→ WHAT THE TASK ASKS:
Write out the lines below as a numbered list, omitting the blank lines. Include every line, but leave the pictures out of your answer.

→ THE RECORDS:
****************************************
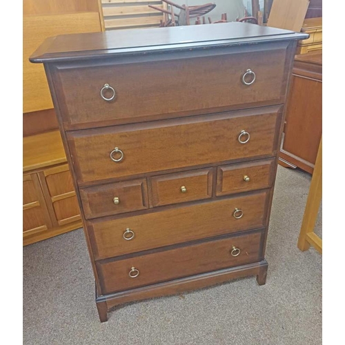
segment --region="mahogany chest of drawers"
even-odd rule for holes
[[[265,283],[297,42],[244,23],[58,36],[44,63],[101,321],[114,306]],[[229,288],[231,288],[229,286]]]

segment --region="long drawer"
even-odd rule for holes
[[[274,106],[69,132],[78,183],[273,157],[281,110]]]
[[[255,232],[107,263],[97,263],[103,293],[137,288],[261,259]]]
[[[266,191],[88,222],[96,259],[266,226]]]
[[[231,52],[130,64],[57,65],[55,85],[64,126],[95,128],[104,121],[284,102],[286,43]]]

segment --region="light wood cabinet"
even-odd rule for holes
[[[24,245],[81,227],[44,68],[29,57],[47,37],[102,30],[101,0],[23,3]]]
[[[24,245],[82,227],[80,210],[58,131],[23,138]]]

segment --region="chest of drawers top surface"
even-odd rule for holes
[[[43,63],[101,321],[257,275],[298,41],[244,23],[59,36]]]
[[[149,30],[59,35],[46,39],[31,55],[31,62],[80,60],[155,50],[189,50],[272,41],[304,39],[308,35],[248,23],[188,26]]]

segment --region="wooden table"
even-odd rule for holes
[[[322,253],[322,239],[314,233],[322,197],[322,138],[319,146],[315,167],[311,179],[309,194],[298,238],[297,246],[302,251],[308,249],[311,244],[319,253]]]

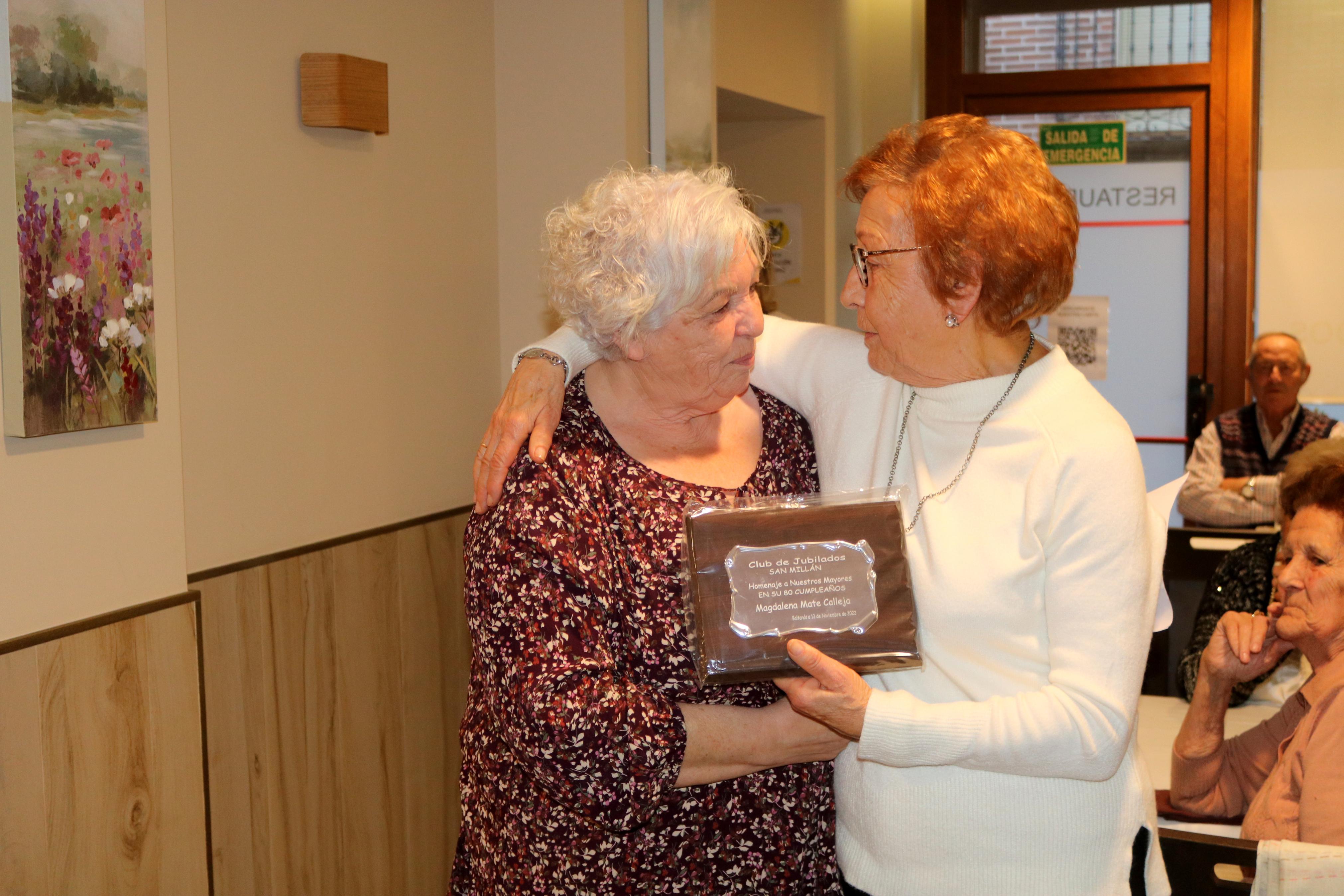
****************************************
→ FULL OUTPUT:
1. segment --region="mahogany chest of drawers"
2. even-odd rule for holes
3. [[[265,283],[297,42],[244,23],[58,36],[44,63],[101,321],[114,306]],[[229,288],[231,288],[229,286]]]
4. segment --region="long drawer"
5. even-odd rule for holes
6. [[[274,106],[69,132],[78,183],[273,157],[281,110]]]
7. [[[255,232],[107,263],[97,263],[103,293],[137,288],[261,259]]]
8. [[[266,191],[88,222],[96,259],[266,226]]]
9. [[[231,52],[130,64],[57,65],[55,85],[64,126],[95,128],[104,121],[284,102],[286,43]]]
10. segment --region="light wood cabinet"
11. even-odd rule for holes
12. [[[24,245],[81,227],[44,68],[29,57],[47,37],[102,30],[101,0],[23,3]]]
13. [[[24,245],[82,227],[80,210],[58,131],[23,138]]]
14. segment --region="chest of drawers top surface"
15. even-odd rule for holes
16. [[[43,63],[101,321],[257,275],[298,41],[244,23],[59,36]]]
17. [[[149,30],[59,35],[46,39],[31,55],[31,62],[80,60],[155,50],[189,50],[272,41],[304,39],[308,35],[248,23],[188,26]]]
18. segment --region="wooden table"
19. even-odd rule for holes
20. [[[322,253],[322,239],[314,233],[322,197],[322,138],[319,146],[315,167],[311,179],[309,194],[298,238],[297,246],[302,251],[308,249],[311,244],[319,253]]]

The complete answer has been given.